Wen Jian


Automate movie metadata for Obsidian on IMDB API

Motivation

Obsidian is a great productivity tool that I use to keep my thoughts and ideas in place. One area I want to log and review are movies. When I sat down and listed all my favourite movies, it came down to a list of more than 100 movies! Trying to search through the cast and directors for all these movies is time consuming and I just want to get a quick summary of the movie before trying to write my own thoughts on them. So I decided to use Python to automate this for me.

How this works
  1. Input all the movies to search into the csv movies_to_search.csv.
  2. The script makes use of the imdb package to download the metadata from IMDB. This does not require you to have an IMDB api account. You can check out their documentations on what data is available to adjust as required. I created a function that allows me to down the information regarding:
    • title
    • plot
    • genre
    • country
    • cover url
    • director
    • kind
    • rating
    • synopsis
    • year

from imdb import IMDb

def movie_search(my_title):
    """
    Given a string (movie title), find the metadata for that movie (or the closest
    one matching that name).

    Parameters
    ----------
    my_title : string

    returns a dictionary of metadata
    """
    # create a dictionary to store data
    information = dict()

    # create an instance of the IMDb class
    ia = IMDb()

    # search for a movie
    lookups = ia.search_movie(my_title)

    # use the first search result to return the id
    try:
        # Test if any movies are found
        movie_id = lookups[0].movieID

        # get a movie
        movie = ia.get_movie(movie_id)

> DATASET ROWS:
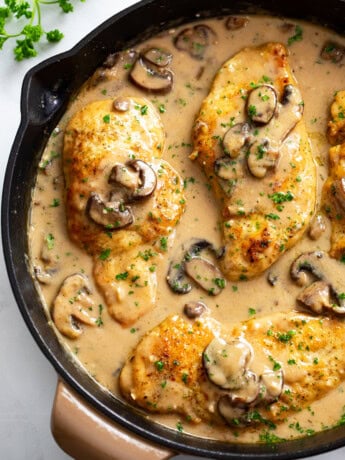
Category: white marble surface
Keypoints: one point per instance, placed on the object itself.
(27, 380)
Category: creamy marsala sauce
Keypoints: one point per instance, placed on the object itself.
(102, 350)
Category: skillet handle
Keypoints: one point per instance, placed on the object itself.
(84, 433)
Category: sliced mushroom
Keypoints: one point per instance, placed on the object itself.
(317, 227)
(226, 363)
(72, 305)
(177, 278)
(157, 56)
(205, 274)
(236, 22)
(235, 138)
(261, 104)
(272, 383)
(333, 52)
(225, 168)
(290, 113)
(150, 77)
(137, 177)
(121, 104)
(233, 415)
(249, 392)
(112, 215)
(195, 40)
(262, 156)
(317, 296)
(194, 309)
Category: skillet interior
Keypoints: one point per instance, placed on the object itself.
(46, 91)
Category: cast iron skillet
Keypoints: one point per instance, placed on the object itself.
(46, 91)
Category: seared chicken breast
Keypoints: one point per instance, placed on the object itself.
(250, 140)
(122, 200)
(333, 193)
(259, 372)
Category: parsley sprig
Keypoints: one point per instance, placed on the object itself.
(28, 17)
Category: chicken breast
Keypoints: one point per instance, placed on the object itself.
(122, 200)
(250, 140)
(258, 372)
(333, 193)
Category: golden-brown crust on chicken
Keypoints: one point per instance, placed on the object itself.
(165, 373)
(261, 217)
(97, 138)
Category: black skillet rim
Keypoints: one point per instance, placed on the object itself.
(23, 287)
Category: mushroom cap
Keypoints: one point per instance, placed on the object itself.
(226, 363)
(67, 314)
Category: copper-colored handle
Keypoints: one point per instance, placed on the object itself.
(84, 433)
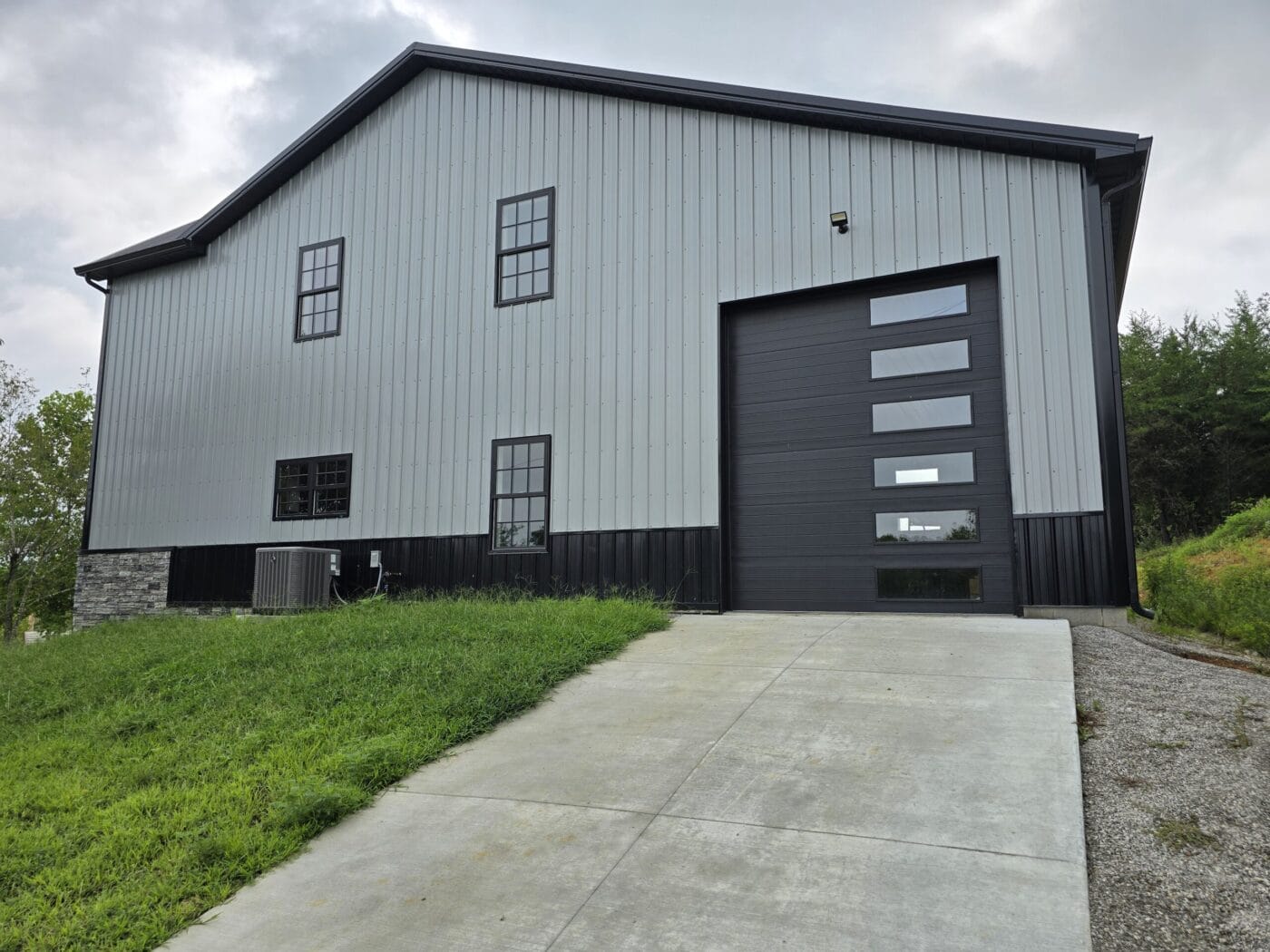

> BRIEF 1:
From the page on automating Obsidian movie metadata with IMDb, quote the passage starting at "Automate movie metadata" and ending at "this for me.", both included.
> BRIEF 2:
Print the entries starting at the line containing "Category: black skillet rim" and ending at the end of the entries, both included, and omit the pictures.

> WRITTEN RESPONSE 1:
Automate movie metadata for Obsidian on IMDB API

Motivation

Obsidian is a great productivity tool that I use to keep my thoughts and ideas in place. One area I want to log and review are movies. When I sat down and listed all my favourite movies, it came down to a list of more than 100 movies! Trying to search through the cast and directors for all these movies is time consuming and I just want to get a quick summary of the movie before trying to write my own thoughts on them. So I decided to use Python to automate this for me.

> WRITTEN RESPONSE 2:
Category: black skillet rim
Keypoints: one point per instance, placed on the object itself.
(23, 287)
Category: mushroom cap
Keypoints: one point per instance, placed on the object itself.
(226, 363)
(67, 314)
Category: copper-colored handle
Keypoints: one point per instance, placed on the object itself.
(84, 433)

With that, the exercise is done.